## Prompt
In the data below, one line contains "Target: rock formation" and a later one contains "Report the position of every instance of the sandstone". Print both, with every line between them, exactly and alone.

··········

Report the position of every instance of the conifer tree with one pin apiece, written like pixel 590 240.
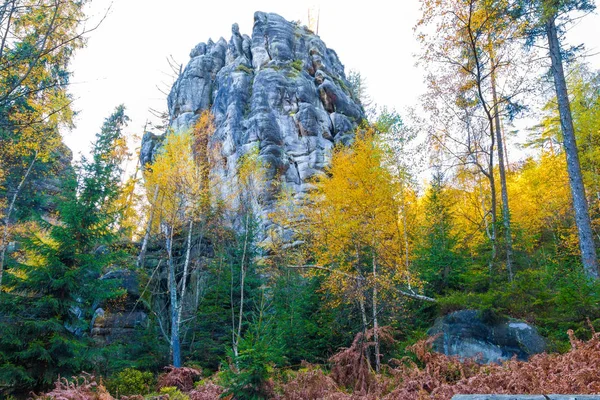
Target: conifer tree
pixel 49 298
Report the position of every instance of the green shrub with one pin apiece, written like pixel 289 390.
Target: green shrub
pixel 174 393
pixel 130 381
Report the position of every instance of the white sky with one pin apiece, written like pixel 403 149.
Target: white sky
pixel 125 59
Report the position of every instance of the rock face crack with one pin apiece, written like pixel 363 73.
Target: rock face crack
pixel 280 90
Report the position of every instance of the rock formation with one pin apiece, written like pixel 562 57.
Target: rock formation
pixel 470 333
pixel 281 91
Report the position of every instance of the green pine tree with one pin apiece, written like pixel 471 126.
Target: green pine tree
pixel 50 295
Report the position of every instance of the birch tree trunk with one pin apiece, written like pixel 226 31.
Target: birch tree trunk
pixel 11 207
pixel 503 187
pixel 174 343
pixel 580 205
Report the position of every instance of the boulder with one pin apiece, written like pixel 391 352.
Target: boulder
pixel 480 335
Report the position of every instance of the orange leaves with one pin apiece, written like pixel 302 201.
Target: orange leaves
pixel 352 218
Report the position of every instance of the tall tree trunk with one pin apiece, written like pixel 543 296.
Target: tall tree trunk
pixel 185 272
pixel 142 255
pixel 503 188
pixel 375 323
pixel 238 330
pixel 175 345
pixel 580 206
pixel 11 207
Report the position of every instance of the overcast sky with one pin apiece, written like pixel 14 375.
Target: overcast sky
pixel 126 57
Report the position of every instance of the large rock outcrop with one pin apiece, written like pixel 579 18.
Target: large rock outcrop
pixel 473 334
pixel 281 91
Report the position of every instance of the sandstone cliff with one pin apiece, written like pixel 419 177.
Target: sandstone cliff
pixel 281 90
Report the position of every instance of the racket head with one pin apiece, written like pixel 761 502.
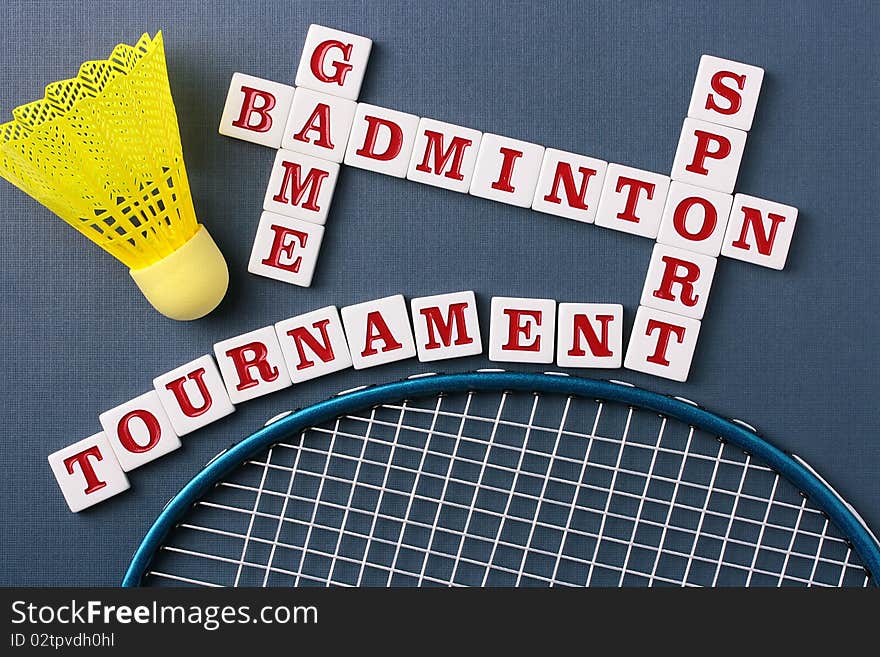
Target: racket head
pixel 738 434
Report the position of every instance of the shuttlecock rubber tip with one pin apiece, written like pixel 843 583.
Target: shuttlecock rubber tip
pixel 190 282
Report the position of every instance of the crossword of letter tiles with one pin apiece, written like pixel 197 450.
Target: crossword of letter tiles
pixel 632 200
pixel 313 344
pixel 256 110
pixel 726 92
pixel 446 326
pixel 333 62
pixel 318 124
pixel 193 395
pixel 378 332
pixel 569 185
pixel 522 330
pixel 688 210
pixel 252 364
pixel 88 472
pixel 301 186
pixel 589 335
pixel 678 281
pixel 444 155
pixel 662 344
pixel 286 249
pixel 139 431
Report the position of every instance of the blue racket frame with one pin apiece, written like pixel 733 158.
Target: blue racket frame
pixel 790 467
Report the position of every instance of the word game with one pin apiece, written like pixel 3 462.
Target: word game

··········

## Response
Target: rock formation
pixel 470 333
pixel 281 91
Report the position of every instance of the green pine tree with one pin apiece, written like pixel 471 126.
Target: green pine tree
pixel 50 295
Report the position of every instance of the birch tree trunk with one pin apiece, written like pixel 226 31.
Target: birch tree trunk
pixel 11 207
pixel 503 187
pixel 174 343
pixel 580 205
Report the position of every instance of the boulder with one pin apiece, written like pixel 391 352.
Target: boulder
pixel 480 335
Report the position of every instance of the orange leaves with one pin apiece, written like pixel 302 201.
Target: orange leaves
pixel 352 218
Report the position of every instance of the tall tree trunk with one pin apiece, written like pixel 543 296.
Target: tall tree trunk
pixel 185 272
pixel 142 255
pixel 503 188
pixel 375 323
pixel 238 330
pixel 175 345
pixel 580 206
pixel 11 207
Report the position of every instance of the overcast sky with one pin apiece, written like pixel 14 375.
Target: overcast sky
pixel 126 57
Report the position of every instance of the large rock outcrop with one pin apiece, written like pixel 579 18.
Target: large rock outcrop
pixel 473 334
pixel 281 91
Report the position of every instance of the sandstone cliff with one pin apiece, written like pixel 419 177.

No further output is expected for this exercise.